What makes growth successful in any company are the leaders responsible for it and the teams they build.

We spoke with some of the smartest minds on building successful teams to get their take on how to build high-performance growth teams for your company.

1. The number one job of a leader is to hire and retain talent

When changing from an individual contributor to leading a team, the most significant lesson you’ll have is your success is no longer dependent upon how good you are at growth.

That’s still important, but your success will now largely depend on both hiring and retaining a talented team.

You should be focusing on things like:

a. Always be building your network of talented growth professionals.

Make sure you have multiple people within your network who you’d hire if you had an available role.

And, as you start to grow your team and hire more people, always keep that quality bar high.

Ross Hudgens has grown his agency from 1 person to over 60, and he’s continuously maintained the same focus on hiring top quality people from his first hire to last.

“It’s evolved slightly; we now have a lot more inbound candidates because of our growth. But for the most part, it’s pretty similar, regarding how we qualify candidates, it’s worked pretty well.” — Ross Hudgens @SiegeMedia

b. Invest in a flexible work environment allowing your team to work remotely.

It’s one of the best things you can do to both hire and retain talent.

A study published by Stanford University on remote work showed that “job attrition rates fell by over 50%”, and another study showed that 68% of job seekers who are millennials said the option to work remotely would significantly increase their interest in specific employers.

If your hiring people on your team who are going to be remote there are a couple of characteristics you should look for:

  • Self-starters tend to do best at remote work.

“We want folks who are self-starters, they default to action, and are self-motivated, they get things done. You have to ask a lot of questions to uncover that.

For example, you can ask about the last problem you’ve identified at work and what did they do about it.

If they say, I identified a problem, and then I told my boss about it,” and well, okay, that’s the minimum effort you could’ve done.

> [Data]:
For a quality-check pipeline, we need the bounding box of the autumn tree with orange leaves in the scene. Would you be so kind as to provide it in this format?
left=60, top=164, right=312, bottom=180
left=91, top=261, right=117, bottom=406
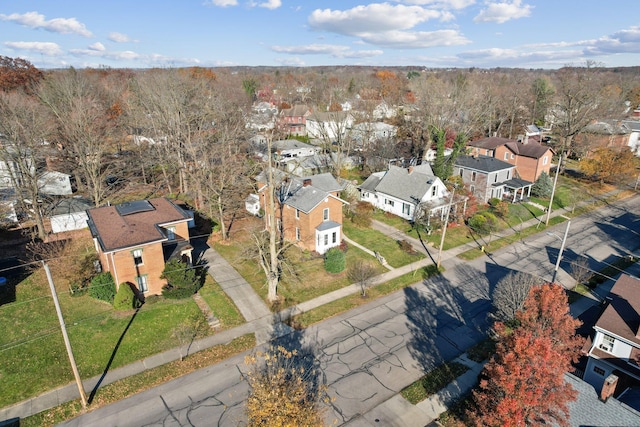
left=468, top=284, right=582, bottom=427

> [What to work on]: Write the next part of the text on building growth teams, starting right after its last sentence. The data is separate material and not part of the text on building growth teams.

> [Response]:
But if they say, I identified this problem, I told my boss about it, and then I built this thing that I think could help address that, all right. That’s pretty good.

If it’s, I told my boss, I built this thing, and then I collaborated with these other functions outside of my group to spread this across the entire org, it’s like, wow, this is somebody who not only can get things done, but they can work well with others, they can work across the org chart” — Wade Foster, CEO Zapier

  • Being great at communication helps a lot!

“Are they the type of person that can articulate their thoughts clearly? Can they write them down? Can they talk to different kinds of people well?

That is super important.

Being remote you can’t always be jumping on a call. At a remote company, you need to be able to write.” -Wade Foster, CEO Zapier.

2. Team structure will have more impact on growth than any marketing tactic

If hiring and retaining talent is the number one job of a growth leader, organizing those people into the right structure is just as important.

It’s your team structure that will determine how successful those people are against the goals and metrics you prioritize.

The first thing to realize is no growth team can be successful on their own. Real growth is the result of collaboration among different functions.

“No one team in any organization can single-handedly make a huge impact on your main growth metrics.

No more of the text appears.